>> START INFORMATION SUPPLIED

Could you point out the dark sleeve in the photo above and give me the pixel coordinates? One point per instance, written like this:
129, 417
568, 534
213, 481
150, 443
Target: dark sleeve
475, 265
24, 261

>> END INFORMATION SUPPLIED

Set out every line of the records above as a numbered list, leaving out any blank lines.

1. Could you point out the dark sleeve in the photo above and give me the pixel coordinates? One point per instance, written like this:
2. 129, 417
3. 568, 534
4. 213, 481
5. 150, 443
6. Target: dark sleeve
7. 475, 265
8. 24, 261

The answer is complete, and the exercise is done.